▶ What you will do
Each line from the one with "positive clicks: (122, 83) (118, 82)" through the last line of the records must be output exactly, both ends included.

----------

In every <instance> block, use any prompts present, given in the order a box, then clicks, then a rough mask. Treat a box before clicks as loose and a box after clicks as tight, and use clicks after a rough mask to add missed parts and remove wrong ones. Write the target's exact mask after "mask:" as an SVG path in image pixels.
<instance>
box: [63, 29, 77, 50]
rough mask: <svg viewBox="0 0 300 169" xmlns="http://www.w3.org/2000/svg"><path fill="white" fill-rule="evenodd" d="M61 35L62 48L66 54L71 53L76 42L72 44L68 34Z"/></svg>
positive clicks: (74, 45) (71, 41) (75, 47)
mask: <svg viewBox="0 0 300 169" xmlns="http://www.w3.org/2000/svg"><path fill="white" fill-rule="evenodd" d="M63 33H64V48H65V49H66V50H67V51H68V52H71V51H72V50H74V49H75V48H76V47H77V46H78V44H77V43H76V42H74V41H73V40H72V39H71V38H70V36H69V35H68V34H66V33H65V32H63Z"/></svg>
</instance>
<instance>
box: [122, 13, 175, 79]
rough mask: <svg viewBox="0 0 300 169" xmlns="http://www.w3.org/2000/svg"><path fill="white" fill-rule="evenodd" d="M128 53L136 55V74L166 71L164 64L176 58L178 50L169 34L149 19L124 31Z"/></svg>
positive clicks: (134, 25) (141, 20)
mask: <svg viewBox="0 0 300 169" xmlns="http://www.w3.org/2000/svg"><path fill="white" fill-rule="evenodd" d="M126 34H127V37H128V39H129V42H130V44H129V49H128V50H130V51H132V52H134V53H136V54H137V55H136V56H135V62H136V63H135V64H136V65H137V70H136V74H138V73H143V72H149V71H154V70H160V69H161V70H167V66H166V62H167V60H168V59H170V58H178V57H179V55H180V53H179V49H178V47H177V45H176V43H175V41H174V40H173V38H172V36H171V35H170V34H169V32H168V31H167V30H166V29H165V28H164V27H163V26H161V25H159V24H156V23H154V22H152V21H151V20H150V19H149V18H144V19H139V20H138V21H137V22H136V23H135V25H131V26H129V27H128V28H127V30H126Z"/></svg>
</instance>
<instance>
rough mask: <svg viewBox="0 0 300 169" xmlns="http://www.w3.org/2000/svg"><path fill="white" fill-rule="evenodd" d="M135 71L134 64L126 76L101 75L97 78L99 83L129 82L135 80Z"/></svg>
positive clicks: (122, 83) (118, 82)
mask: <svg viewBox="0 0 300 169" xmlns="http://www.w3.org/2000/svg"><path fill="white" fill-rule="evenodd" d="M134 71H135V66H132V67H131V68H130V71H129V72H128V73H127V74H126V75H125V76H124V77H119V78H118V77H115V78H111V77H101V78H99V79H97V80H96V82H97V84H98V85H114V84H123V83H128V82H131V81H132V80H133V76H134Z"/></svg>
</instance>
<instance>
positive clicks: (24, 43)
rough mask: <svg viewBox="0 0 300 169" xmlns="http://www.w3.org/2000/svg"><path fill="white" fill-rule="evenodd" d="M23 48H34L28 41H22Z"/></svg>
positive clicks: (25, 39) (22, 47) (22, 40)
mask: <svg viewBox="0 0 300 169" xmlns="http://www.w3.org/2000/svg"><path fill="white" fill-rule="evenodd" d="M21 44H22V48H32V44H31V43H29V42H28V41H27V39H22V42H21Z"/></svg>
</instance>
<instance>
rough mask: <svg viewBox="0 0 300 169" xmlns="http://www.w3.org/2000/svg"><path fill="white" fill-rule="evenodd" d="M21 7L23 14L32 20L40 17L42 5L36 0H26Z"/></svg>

----------

▶ Solved exercise
positive clicks: (122, 83) (118, 82)
mask: <svg viewBox="0 0 300 169" xmlns="http://www.w3.org/2000/svg"><path fill="white" fill-rule="evenodd" d="M134 71H135V66H132V67H131V68H130V71H129V72H128V73H127V74H126V75H125V76H124V77H119V78H118V77H115V78H111V77H101V78H99V79H97V80H96V82H97V84H98V85H114V84H123V83H128V82H131V81H132V80H133V76H134Z"/></svg>
</instance>
<instance>
positive clicks: (24, 43)
rough mask: <svg viewBox="0 0 300 169" xmlns="http://www.w3.org/2000/svg"><path fill="white" fill-rule="evenodd" d="M23 48H34L28 41H22Z"/></svg>
positive clicks: (25, 39) (22, 47) (22, 40)
mask: <svg viewBox="0 0 300 169" xmlns="http://www.w3.org/2000/svg"><path fill="white" fill-rule="evenodd" d="M21 44H22V48H32V44H31V43H29V42H28V41H27V39H22V42H21Z"/></svg>
</instance>
<instance>
rough mask: <svg viewBox="0 0 300 169" xmlns="http://www.w3.org/2000/svg"><path fill="white" fill-rule="evenodd" d="M21 7L23 14L32 20L40 17L42 5L36 0H26Z"/></svg>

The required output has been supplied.